WORK ITEM A. In the text on 2013 political killings, who died when an explosive device detonated in Aden on June 18?
WORK ITEM B.
Decide whether each statement agrees with the text on 2013 political killings. Answer yes or no for each, and quote the words from the text that settle it.
(i) Mohammed Fadhl Jubari was killed in July by armed motorcyclists.
(ii) Targeted killings by those claiming affiliation with AQAP decreased during 2013.
(iii) The attacks that Qatan oversaw drove AQAP from southern strongholds in 2012.

[[ TEXT BLOCK, beginning ]]

During 2013 politically motivated killings by nonstate actors, including terrorist and insurgent groups, frequently occurred, and targeted killings of military, security, and government officials by those claiming affiliation with AQAP increased significantly during the year. On June 18, an explosive device detonated in Aden, killing the head of the militarys Southern Regional Command, Major General Salem Ali Qatan. He was the ranking officer in charge of the coordinated military and tribal attacks that drove AQAP and the affiliated Ansar al-Sharia militias from several southern strongholds during the spring and early summer of 2012. The number of assassinations involving gunmen on motorcycles also increased. For example, in July armed motorcyclists shot and killed Mohammed Fadhl Jubari, a prominent Hirak leader. The government reported persons on motorcycles killed 40 security officers by years end.

[[ TEXT BLOCK, end ]]
[[ EXERCISE DATA, beginning ]]

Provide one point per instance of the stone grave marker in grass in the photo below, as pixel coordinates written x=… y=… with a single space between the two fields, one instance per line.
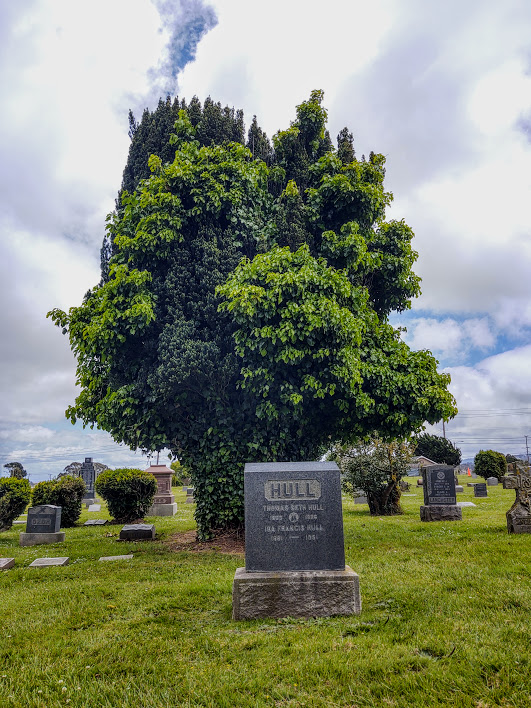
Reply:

[[ EXERCISE DATA, end ]]

TASK RESPONSE A. Major General Salem Ali Qatan

TASK RESPONSE B.
(i) Yes: "in July armed motorcyclists shot and killed Mohammed Fadhl Jubari"
(ii) No: "increased significantly during the year"
(iii) Yes: "drove AQAP and the affiliated Ansar al-Sharia militias from several southern strongholds during the spring and early summer of 2012"